▶ **WORK INSTRUCTION**
Would you give the listing again exactly as written, minus its pictures?

#####

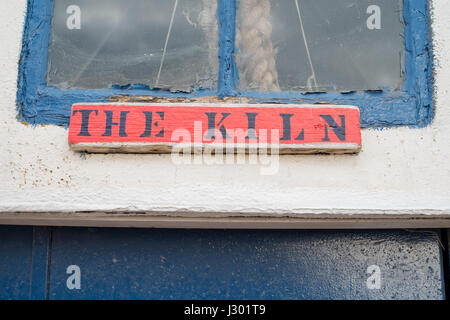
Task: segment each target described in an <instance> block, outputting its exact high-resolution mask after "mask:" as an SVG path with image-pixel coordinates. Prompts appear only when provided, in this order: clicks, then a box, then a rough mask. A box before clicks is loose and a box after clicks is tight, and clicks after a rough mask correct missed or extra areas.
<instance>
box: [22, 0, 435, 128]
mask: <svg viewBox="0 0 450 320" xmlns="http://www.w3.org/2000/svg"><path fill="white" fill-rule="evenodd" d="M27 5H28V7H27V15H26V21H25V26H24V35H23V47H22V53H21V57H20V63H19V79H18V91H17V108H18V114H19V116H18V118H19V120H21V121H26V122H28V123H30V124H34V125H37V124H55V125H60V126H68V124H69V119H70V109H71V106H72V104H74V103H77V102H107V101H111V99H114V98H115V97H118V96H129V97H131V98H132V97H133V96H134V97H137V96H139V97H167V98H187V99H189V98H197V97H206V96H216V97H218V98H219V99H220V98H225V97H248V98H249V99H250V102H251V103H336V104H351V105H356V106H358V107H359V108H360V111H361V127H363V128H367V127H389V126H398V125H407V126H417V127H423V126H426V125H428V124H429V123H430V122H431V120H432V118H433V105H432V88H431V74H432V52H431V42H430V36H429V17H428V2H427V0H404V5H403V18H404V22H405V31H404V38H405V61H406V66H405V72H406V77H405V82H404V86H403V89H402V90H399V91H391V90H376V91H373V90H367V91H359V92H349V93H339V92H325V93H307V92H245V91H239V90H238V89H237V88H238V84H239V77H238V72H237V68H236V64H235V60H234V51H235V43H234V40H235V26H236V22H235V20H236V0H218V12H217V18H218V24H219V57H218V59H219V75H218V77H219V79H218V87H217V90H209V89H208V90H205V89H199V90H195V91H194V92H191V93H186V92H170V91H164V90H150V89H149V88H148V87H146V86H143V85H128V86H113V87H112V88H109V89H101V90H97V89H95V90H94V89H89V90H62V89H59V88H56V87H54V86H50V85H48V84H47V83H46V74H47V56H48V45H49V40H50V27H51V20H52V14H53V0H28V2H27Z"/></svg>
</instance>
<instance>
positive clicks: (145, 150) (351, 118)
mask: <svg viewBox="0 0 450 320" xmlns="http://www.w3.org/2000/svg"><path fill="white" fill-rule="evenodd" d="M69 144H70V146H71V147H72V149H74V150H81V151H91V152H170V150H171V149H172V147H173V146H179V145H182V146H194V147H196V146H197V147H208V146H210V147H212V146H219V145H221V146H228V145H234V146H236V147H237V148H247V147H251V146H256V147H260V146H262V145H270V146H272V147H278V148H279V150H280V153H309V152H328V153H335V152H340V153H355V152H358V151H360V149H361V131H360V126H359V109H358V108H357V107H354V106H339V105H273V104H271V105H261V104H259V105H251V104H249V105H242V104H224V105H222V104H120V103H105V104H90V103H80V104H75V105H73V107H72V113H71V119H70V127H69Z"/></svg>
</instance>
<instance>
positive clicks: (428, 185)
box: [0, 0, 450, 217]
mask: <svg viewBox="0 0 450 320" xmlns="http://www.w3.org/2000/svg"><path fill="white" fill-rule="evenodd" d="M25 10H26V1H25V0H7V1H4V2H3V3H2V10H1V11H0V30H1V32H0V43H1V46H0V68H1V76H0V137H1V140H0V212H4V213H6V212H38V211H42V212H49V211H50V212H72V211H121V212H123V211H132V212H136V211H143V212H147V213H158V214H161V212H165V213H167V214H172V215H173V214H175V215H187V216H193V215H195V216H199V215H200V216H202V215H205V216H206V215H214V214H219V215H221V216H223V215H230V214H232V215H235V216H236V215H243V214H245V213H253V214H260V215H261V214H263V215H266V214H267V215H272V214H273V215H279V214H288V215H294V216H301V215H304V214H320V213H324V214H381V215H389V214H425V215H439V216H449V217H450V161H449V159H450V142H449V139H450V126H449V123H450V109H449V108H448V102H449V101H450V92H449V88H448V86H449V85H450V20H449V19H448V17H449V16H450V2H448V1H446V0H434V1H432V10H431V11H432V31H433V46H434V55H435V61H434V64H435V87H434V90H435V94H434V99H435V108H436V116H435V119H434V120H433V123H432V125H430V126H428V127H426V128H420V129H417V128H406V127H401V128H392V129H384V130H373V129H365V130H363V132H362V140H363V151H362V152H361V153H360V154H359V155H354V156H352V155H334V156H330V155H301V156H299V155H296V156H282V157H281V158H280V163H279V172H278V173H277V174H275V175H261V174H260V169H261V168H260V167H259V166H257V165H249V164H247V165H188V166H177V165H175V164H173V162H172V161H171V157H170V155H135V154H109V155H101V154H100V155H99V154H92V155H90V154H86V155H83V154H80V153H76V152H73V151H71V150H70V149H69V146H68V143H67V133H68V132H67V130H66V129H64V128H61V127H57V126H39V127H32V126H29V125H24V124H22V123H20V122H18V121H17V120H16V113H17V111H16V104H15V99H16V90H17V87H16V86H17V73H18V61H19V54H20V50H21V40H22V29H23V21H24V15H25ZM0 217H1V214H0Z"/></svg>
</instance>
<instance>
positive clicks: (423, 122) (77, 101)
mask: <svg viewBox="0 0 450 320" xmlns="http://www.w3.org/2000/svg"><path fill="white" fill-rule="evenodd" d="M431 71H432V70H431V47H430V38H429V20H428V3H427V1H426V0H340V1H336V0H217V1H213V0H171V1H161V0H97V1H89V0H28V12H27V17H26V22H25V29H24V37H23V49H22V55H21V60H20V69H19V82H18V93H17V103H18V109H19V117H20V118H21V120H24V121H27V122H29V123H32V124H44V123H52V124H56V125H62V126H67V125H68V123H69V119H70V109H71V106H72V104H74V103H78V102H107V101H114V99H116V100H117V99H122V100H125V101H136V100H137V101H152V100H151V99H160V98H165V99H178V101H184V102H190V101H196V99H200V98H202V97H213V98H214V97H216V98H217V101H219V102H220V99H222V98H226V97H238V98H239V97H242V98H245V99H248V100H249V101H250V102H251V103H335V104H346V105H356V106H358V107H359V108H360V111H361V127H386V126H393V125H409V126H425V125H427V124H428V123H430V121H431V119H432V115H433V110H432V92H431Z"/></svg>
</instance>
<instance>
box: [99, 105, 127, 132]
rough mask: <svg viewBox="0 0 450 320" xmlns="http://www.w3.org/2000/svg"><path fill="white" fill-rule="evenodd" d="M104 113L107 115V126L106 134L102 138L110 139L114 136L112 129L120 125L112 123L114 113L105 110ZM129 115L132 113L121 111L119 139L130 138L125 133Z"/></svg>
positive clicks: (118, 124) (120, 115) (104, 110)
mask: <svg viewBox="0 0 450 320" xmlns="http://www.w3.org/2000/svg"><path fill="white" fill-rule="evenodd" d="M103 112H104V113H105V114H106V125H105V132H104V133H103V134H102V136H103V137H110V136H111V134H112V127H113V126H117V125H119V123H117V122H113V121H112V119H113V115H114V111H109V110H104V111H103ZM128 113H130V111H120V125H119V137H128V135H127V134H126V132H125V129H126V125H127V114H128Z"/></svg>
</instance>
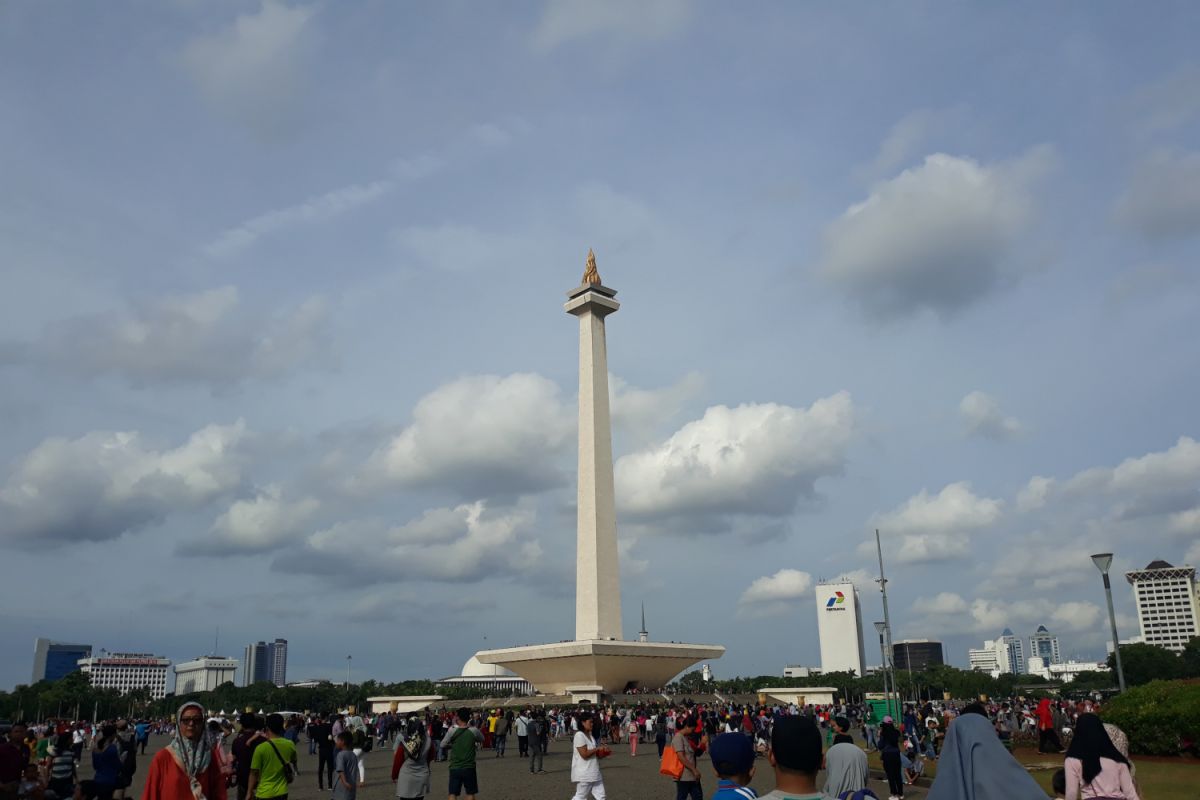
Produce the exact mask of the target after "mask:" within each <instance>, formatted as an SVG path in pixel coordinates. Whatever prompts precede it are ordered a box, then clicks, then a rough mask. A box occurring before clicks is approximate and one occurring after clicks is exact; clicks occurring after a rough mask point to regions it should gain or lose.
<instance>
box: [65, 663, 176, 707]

#####

▶ **ANSWER SPACE**
Task: segment each target described in an <instance> block, outputting its exact high-resolution mask after "mask:" as an SVG path with image-pixel coordinates. Prompts appear only when provided, in this order: clicks, then a box, then a rough mask. A box before clicks is loose and a box after clicks is tight, and clicks after a rough mask correct missed or extra areas.
<instance>
box: [22, 0, 435, 128]
mask: <svg viewBox="0 0 450 320" xmlns="http://www.w3.org/2000/svg"><path fill="white" fill-rule="evenodd" d="M27 5H28V7H27V15H26V21H25V26H24V35H23V47H22V53H21V57H20V63H19V79H18V91H17V108H18V114H19V116H18V118H19V120H21V121H26V122H28V123H30V124H34V125H37V124H55V125H60V126H68V124H69V119H70V109H71V106H72V104H74V103H77V102H107V101H111V99H114V98H115V97H118V96H129V97H131V98H132V97H133V96H134V97H137V96H139V97H167V98H187V99H189V98H197V97H206V96H216V97H218V98H219V99H220V98H225V97H248V98H249V99H250V102H251V103H336V104H351V105H356V106H358V107H359V108H360V111H361V127H363V128H367V127H389V126H398V125H407V126H417V127H423V126H426V125H428V124H429V123H430V122H431V120H432V118H433V105H432V88H431V74H432V52H431V42H430V36H429V17H428V2H427V0H404V5H403V18H404V22H405V31H404V38H405V61H406V66H405V72H406V77H405V82H404V86H403V89H402V90H399V91H391V90H376V91H373V90H367V91H359V92H349V93H339V92H325V93H307V92H245V91H239V90H238V89H237V88H238V84H239V77H238V72H237V68H236V64H235V60H234V51H235V43H234V40H235V26H236V22H235V20H236V0H218V12H217V18H218V24H219V57H218V59H219V75H218V77H219V79H218V87H217V90H209V89H208V90H205V89H199V90H195V91H194V92H191V93H186V92H170V91H164V90H150V89H149V88H148V87H146V86H143V85H128V86H113V87H112V88H109V89H101V90H97V89H95V90H94V89H89V90H62V89H59V88H56V87H54V86H50V85H48V84H47V83H46V74H47V56H48V45H49V40H50V27H51V20H52V14H53V0H28V2H27Z"/></svg>
</instance>
<instance>
positive clicks: (145, 150) (351, 118)
mask: <svg viewBox="0 0 450 320" xmlns="http://www.w3.org/2000/svg"><path fill="white" fill-rule="evenodd" d="M69 144H70V146H71V147H72V149H74V150H81V151H91V152H170V150H171V149H172V147H173V146H179V145H182V146H194V147H196V146H197V147H208V146H210V147H212V146H219V145H221V146H228V145H234V146H236V147H237V148H247V147H251V146H256V147H260V146H262V145H270V146H272V147H278V148H279V150H280V153H309V152H328V153H335V152H340V153H355V152H358V151H360V149H361V131H360V126H359V109H358V108H357V107H354V106H339V105H273V104H271V105H261V104H259V105H251V104H249V105H242V104H224V105H222V104H120V103H105V104H90V103H80V104H75V105H73V107H72V113H71V119H70V127H69Z"/></svg>
</instance>
<instance>
positive clicks: (428, 185)
box: [0, 0, 450, 217]
mask: <svg viewBox="0 0 450 320" xmlns="http://www.w3.org/2000/svg"><path fill="white" fill-rule="evenodd" d="M25 10H26V1H25V0H7V1H4V2H3V3H2V10H1V11H0V30H1V32H0V43H1V46H0V68H1V76H0V137H1V140H0V212H4V213H6V212H38V211H42V212H49V211H50V212H72V211H121V212H123V211H132V212H136V211H143V212H147V213H158V214H161V212H165V213H167V214H172V215H173V214H175V215H187V216H193V215H195V216H199V215H200V216H202V215H205V216H206V215H214V214H219V215H221V216H223V215H230V214H232V215H235V216H236V215H243V214H245V213H253V214H260V215H261V214H263V215H266V214H267V215H272V214H273V215H279V214H288V215H294V216H301V215H304V214H320V213H324V214H381V215H389V214H425V215H439V216H449V217H450V161H449V159H450V142H449V139H450V126H449V123H450V109H449V108H448V102H449V101H450V92H449V88H448V86H449V85H450V20H449V19H448V17H449V16H450V2H448V1H446V0H434V1H432V10H431V11H432V31H433V46H434V55H435V61H434V64H435V87H434V90H435V94H434V99H435V108H436V116H435V119H434V120H433V123H432V125H430V126H428V127H426V128H420V129H417V128H406V127H401V128H392V129H384V130H373V129H365V130H363V132H362V140H363V151H362V152H361V153H360V154H359V155H354V156H352V155H334V156H330V155H301V156H299V155H296V156H282V157H281V158H280V163H279V172H278V173H277V174H275V175H261V174H260V169H261V168H260V167H259V166H257V165H249V164H247V165H188V166H177V165H175V164H173V162H172V161H171V157H170V155H135V154H109V155H101V154H100V155H99V154H92V155H90V154H86V155H83V154H80V153H76V152H73V151H71V150H70V149H69V146H68V143H67V133H68V132H67V130H66V129H64V128H61V127H57V126H39V127H32V126H29V125H24V124H22V123H20V122H18V121H17V120H16V113H17V111H16V104H15V99H16V90H17V87H16V86H17V73H18V61H19V54H20V50H21V40H22V29H23V21H24V15H25ZM0 217H1V214H0Z"/></svg>
</instance>
<instance>
positive clicks: (423, 122) (77, 101)
mask: <svg viewBox="0 0 450 320" xmlns="http://www.w3.org/2000/svg"><path fill="white" fill-rule="evenodd" d="M431 71H432V70H431V47H430V38H429V20H428V3H427V1H426V0H340V1H336V0H217V1H213V0H171V1H161V0H97V1H89V0H28V12H27V17H26V22H25V29H24V37H23V49H22V55H21V60H20V69H19V82H18V93H17V103H18V109H19V117H20V118H21V120H24V121H27V122H29V123H32V124H44V123H52V124H56V125H62V126H67V125H68V123H69V119H70V109H71V106H72V104H74V103H78V102H107V101H114V99H116V100H117V99H122V100H125V101H136V100H137V101H152V100H151V99H160V98H165V99H178V101H184V102H190V101H196V99H200V98H202V97H213V98H214V97H216V98H217V101H219V102H220V99H222V98H226V97H238V98H239V97H242V98H245V99H248V100H249V101H250V102H251V103H335V104H346V105H356V106H358V107H359V108H360V111H361V127H386V126H393V125H409V126H425V125H427V124H428V123H430V121H431V119H432V115H433V110H432V92H431Z"/></svg>
</instance>
<instance>
box: [99, 105, 127, 132]
rough mask: <svg viewBox="0 0 450 320" xmlns="http://www.w3.org/2000/svg"><path fill="white" fill-rule="evenodd" d="M104 113L107 115V126L106 134L102 138L110 139L114 136L112 129L120 125L112 123L114 113L105 110ZM129 115L132 113L121 111L119 139L130 138L125 133Z"/></svg>
positive clicks: (118, 124) (120, 115) (104, 110)
mask: <svg viewBox="0 0 450 320" xmlns="http://www.w3.org/2000/svg"><path fill="white" fill-rule="evenodd" d="M103 112H104V113H105V114H106V125H105V132H104V133H103V134H102V136H103V137H110V136H111V134H112V127H113V126H117V125H119V123H117V122H113V121H112V119H113V115H114V111H109V110H104V111H103ZM128 113H130V111H120V125H119V137H128V135H127V134H126V132H125V129H126V125H127V114H128Z"/></svg>
</instance>
Produce the exact mask of the target after "mask:" within each <instance>, formatted as an SVG path in pixel coordinates. Whatever prompts precede it are ordered a box, then clicks, then a rough mask. A box occurring before clicks is approximate and one occurring after clicks is exact; clicks occurring after a rough mask point to regions it should gain or lose.
<instance>
box: [65, 663, 176, 707]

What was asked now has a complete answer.